Point localization data:
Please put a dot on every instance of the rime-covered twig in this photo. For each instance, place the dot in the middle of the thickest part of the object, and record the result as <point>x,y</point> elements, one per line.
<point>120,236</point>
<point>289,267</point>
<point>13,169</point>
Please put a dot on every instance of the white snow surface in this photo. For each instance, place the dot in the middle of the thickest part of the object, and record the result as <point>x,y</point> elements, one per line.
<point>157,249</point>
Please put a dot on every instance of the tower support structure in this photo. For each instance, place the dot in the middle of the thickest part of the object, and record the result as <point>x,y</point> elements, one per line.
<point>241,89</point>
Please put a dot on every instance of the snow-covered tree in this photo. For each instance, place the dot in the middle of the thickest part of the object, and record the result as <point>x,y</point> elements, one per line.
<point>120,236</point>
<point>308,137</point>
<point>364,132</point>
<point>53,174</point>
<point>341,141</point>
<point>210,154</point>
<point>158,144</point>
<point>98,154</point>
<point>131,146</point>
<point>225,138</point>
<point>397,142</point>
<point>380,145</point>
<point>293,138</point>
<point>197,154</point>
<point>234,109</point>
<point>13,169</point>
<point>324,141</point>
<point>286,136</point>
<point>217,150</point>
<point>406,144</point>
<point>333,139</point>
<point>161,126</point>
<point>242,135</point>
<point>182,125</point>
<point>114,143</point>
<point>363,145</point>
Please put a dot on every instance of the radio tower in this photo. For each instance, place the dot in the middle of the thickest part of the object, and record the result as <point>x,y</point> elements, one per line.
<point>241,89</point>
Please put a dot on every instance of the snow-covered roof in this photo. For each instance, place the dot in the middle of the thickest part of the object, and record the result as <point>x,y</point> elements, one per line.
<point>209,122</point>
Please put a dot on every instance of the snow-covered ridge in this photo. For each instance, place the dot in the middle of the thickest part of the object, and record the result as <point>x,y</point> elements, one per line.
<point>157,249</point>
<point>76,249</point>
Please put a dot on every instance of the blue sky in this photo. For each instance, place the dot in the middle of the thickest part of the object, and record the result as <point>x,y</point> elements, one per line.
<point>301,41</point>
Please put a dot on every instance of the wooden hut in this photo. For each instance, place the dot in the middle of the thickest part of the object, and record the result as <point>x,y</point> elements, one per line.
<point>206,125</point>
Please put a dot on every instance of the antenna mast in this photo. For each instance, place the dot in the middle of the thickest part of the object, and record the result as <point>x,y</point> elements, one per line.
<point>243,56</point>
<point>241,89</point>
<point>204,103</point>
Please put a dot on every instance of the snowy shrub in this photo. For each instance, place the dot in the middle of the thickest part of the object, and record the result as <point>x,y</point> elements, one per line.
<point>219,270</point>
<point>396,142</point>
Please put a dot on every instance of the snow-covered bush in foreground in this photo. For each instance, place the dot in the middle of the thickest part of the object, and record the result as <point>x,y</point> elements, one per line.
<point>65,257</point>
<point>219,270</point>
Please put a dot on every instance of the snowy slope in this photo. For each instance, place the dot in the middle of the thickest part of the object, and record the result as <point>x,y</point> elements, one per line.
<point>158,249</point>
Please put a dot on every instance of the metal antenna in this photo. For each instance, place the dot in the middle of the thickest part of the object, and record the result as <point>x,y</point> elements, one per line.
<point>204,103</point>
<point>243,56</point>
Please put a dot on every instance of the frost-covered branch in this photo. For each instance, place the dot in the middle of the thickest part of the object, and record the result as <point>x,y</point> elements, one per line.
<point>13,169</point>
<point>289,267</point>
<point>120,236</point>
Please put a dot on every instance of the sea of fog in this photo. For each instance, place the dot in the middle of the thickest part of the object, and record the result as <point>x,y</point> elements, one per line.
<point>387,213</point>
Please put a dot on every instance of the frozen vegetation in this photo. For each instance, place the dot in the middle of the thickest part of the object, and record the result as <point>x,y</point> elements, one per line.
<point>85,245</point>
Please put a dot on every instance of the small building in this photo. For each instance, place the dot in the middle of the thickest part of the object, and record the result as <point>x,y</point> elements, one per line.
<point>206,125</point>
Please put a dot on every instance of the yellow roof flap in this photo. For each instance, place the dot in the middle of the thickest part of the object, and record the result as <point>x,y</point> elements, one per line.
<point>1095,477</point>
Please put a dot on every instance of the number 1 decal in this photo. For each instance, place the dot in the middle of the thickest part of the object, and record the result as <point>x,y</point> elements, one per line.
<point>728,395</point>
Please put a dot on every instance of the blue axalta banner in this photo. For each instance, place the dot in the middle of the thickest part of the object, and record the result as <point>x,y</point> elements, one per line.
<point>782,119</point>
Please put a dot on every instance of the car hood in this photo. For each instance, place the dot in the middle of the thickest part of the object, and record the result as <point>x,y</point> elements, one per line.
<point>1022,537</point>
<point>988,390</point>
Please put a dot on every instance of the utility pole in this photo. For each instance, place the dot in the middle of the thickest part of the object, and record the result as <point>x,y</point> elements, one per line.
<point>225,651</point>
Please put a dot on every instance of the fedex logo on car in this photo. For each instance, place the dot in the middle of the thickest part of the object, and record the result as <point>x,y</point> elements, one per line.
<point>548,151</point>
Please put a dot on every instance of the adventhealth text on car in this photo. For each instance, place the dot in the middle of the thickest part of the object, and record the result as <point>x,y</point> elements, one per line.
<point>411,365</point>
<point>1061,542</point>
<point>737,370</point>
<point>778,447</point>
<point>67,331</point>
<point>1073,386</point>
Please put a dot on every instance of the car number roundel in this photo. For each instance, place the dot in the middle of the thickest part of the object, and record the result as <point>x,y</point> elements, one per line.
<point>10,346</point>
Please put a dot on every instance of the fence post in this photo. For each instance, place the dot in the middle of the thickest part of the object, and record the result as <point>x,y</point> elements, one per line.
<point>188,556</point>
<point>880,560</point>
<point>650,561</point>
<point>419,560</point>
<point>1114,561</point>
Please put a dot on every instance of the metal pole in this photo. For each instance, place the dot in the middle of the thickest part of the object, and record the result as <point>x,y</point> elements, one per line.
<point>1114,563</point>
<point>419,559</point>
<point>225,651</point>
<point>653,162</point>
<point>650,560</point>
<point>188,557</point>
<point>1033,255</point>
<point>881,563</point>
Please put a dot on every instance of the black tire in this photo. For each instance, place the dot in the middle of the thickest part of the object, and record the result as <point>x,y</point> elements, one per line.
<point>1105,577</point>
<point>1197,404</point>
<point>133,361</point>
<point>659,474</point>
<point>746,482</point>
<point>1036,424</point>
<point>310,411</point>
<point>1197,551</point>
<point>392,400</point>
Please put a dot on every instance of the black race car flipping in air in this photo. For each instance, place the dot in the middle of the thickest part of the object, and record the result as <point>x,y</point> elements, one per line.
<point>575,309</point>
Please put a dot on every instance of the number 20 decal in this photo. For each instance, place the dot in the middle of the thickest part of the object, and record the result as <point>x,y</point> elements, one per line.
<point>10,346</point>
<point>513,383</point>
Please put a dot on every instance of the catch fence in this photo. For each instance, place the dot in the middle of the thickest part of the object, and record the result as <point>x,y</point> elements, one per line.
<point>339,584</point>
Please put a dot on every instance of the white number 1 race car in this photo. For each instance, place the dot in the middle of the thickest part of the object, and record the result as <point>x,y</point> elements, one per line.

Problem to work on = Retype the entries above. Match them exactly.

Exercise result =
Please put a dot on every instance of the rime-covered twig in this photo. For each instance, place the dot in the middle of the thickest part of the object, and record the result as <point>x,y</point> elements, one per line.
<point>120,236</point>
<point>289,267</point>
<point>13,169</point>
Please put a dot on every instance of the white snow surface in this photo. For each instance, place the dot in the middle of the thickest part of the object, and record the result as <point>x,y</point> elements, one per line.
<point>157,249</point>
Please put a dot on every instance of the tower support structure in this photo. For each instance, place the dot in the middle of the thickest part of the object, and record the result as <point>x,y</point> elements, one per line.
<point>241,89</point>
Please put a dot on every instance of the snow-covered tree in this photo. For each instance, place the dot in the middle of the thickest part of the object, and record the result as <point>x,y</point> elements, one per line.
<point>120,236</point>
<point>308,137</point>
<point>364,132</point>
<point>53,174</point>
<point>341,141</point>
<point>210,154</point>
<point>158,144</point>
<point>98,154</point>
<point>131,146</point>
<point>225,138</point>
<point>397,142</point>
<point>380,145</point>
<point>293,138</point>
<point>197,154</point>
<point>234,109</point>
<point>13,169</point>
<point>324,141</point>
<point>286,136</point>
<point>217,150</point>
<point>406,144</point>
<point>333,139</point>
<point>161,126</point>
<point>242,135</point>
<point>182,125</point>
<point>114,143</point>
<point>363,145</point>
Please put a dot on every instance of the radio tower in this photo. For each instance, place the dot in the middle of the thickest part of the object, and record the result as <point>x,y</point> elements, one per line.
<point>241,89</point>
Please put a dot on every instance of the snow-covered roof in this photo. For each instance, place the dot in the middle of the thickest part of the object, and record the result as <point>x,y</point> elements, one per line.
<point>209,122</point>
Please put a dot on every instance of the snow-covered ridge in this photo. For each instance, place the dot in the middle of the thickest part of the object, and record the result as <point>x,y</point> elements, one per line.
<point>157,249</point>
<point>76,249</point>
Please put a dot on every instance of the blue sky in this photo. For each instance, place the dot in the middle of the thickest part of the object, and record the result as <point>x,y</point> elements, one per line.
<point>301,41</point>
Please put a dot on every instance of the wooden hut in this photo. For each instance, place the dot in the middle of the thickest part of the object, and record the result as <point>x,y</point> elements, one per line.
<point>206,125</point>
Please put a dot on every instance of the antenna mast in this photo. For each instance, place the dot in the middle of the thickest part of the object, and record the result as <point>x,y</point> elements, one per line.
<point>243,56</point>
<point>241,89</point>
<point>204,103</point>
Please put a dot on every instance of the snowy shrub in this photo. For each instance, place the dot in the middle of the thickest part of the object, and record the result as <point>x,y</point> elements, one per line.
<point>219,270</point>
<point>396,142</point>
Please put a dot on every instance of the snow-covered bush in foreground in this photo. For each instance, place the dot in the middle of the thickest part of the object, and record the result as <point>x,y</point> elements, one per line.
<point>65,257</point>
<point>219,270</point>
Please put a dot on every instance of the snowy slope in this photo. For each instance, place the dot in the middle of the thickest part of the object, and record the result as <point>x,y</point> elements, one per line.
<point>158,249</point>
Please put a dot on every instance of the metal antenna in this photo. For each instance, place the dot in the middle of the thickest part of the object, and record the result as <point>x,y</point> elements, one per line.
<point>204,103</point>
<point>243,56</point>
Please put a dot on every instance of the frost-covered branch in this photo. For each instance, place the dot in the middle of the thickest part of the object, and record the result as <point>x,y</point> elements, one per line.
<point>13,169</point>
<point>289,267</point>
<point>120,236</point>
Please put a dot on every instance of the sea of fog in this photo. For each instance, place the dot in the middle of the thickest part of the object, and record the result as <point>x,y</point> elements, one per line.
<point>387,213</point>
Please put a dot on every instance of the frozen vegetation in this photo. For each instance, place the dot in the middle of the thickest part of the object, and record the result as <point>x,y</point> elements, one per line.
<point>85,245</point>
Please put a dot on every instance of the small building in this photo. For each instance, place the dot in the middle of the thickest part of the object, and record the result as <point>x,y</point> elements, one per line.
<point>206,125</point>
Please put a dot on every instance of the yellow roof flap in this photo. For each instance, place the dot in the middle of the thickest part of the object, and record the result as <point>x,y</point> elements, one per line.
<point>1095,477</point>
Please put a dot on every instance of the number 1 decal in this photo. For each instance, place the dot in the middle of the thickest part of the object, and record the result as <point>x,y</point> elements, one per line.
<point>728,395</point>
Please put a dot on every instance of the blue axalta banner in this photo. For each instance, place the dot in the middle of the thickest part of the object, and record the result as <point>x,y</point> elements, one per line.
<point>782,119</point>
Please put a dot on every instance of the car hood in this photo. For each instance, place the dot in the middle of the thickest part of the object, and record the result as <point>x,y</point> elements, one per line.
<point>1022,537</point>
<point>988,390</point>
Please put a dot on every instance of the utility pole in this photo. For each instance, place the dot in the middle of the thickest part of the object, and record the result as <point>x,y</point> elements, one per line.
<point>225,651</point>
Please put a dot on every instance of the fedex logo on car in this photo. For each instance, place the dot in the middle of the thickest part of the object, and record the result as <point>x,y</point> elements, one per line.
<point>548,151</point>
Please put a dot on every instance of the adventhealth text on car in this photo. For each instance, place the dot in the middle of the thickest part of the object, and record the result as <point>x,y</point> elements, one per line.
<point>411,365</point>
<point>1061,542</point>
<point>737,370</point>
<point>778,447</point>
<point>67,331</point>
<point>1073,386</point>
Please put a dot on every instance of the car number roundel in this photo. For each instance, place the dot in the middle of the thickest part of the object, and record the result as <point>x,y</point> elements, one per line.
<point>10,346</point>
Please put a dot on every instance of the fence post in this photo. For each instance, place the dot in the middle of the thickest part of the object, and record the result as <point>x,y</point> elements, one per line.
<point>188,556</point>
<point>880,560</point>
<point>650,561</point>
<point>419,560</point>
<point>1114,561</point>
Please put a dot on every instance of the metal pole in this photo. For each instance, place the dot in the middle of the thickest part of the object, and record the result as <point>x,y</point> elements, one per line.
<point>1114,563</point>
<point>419,559</point>
<point>225,651</point>
<point>653,162</point>
<point>650,560</point>
<point>188,557</point>
<point>1033,255</point>
<point>881,563</point>
Please put a dot on every instance of the black tire in this photo. For each instance, place the dot in the middle of the thickest part of the object, and record the result as <point>x,y</point> elements, one per line.
<point>1105,577</point>
<point>1197,404</point>
<point>133,361</point>
<point>659,474</point>
<point>746,482</point>
<point>1036,424</point>
<point>310,411</point>
<point>1197,551</point>
<point>392,400</point>
Please put a dot on every instance of the black race car flipping in air in this photo. For each instance, place the dot in the middle of the thickest part of the object, and record the result as <point>x,y</point> elements, one per line.
<point>575,309</point>
Please put a dot on every instance of the number 20 decal in this photo. For each instance, place the dot in the middle of the thickest part of the object, and record the result as <point>x,y</point> elements, one per line.
<point>10,346</point>
<point>513,383</point>
Please put a dot on every instance of the catch fence in this photo. For each instance, place the dot in the middle of the thickest part of the object, and record the result as <point>x,y</point> elements, one per line.
<point>339,584</point>
Please put a dot on every instance of the white number 1 race car in this photo. For each instance, place the dot in the middle of the thickest part of the object, and record the result as <point>x,y</point> elements, one per line.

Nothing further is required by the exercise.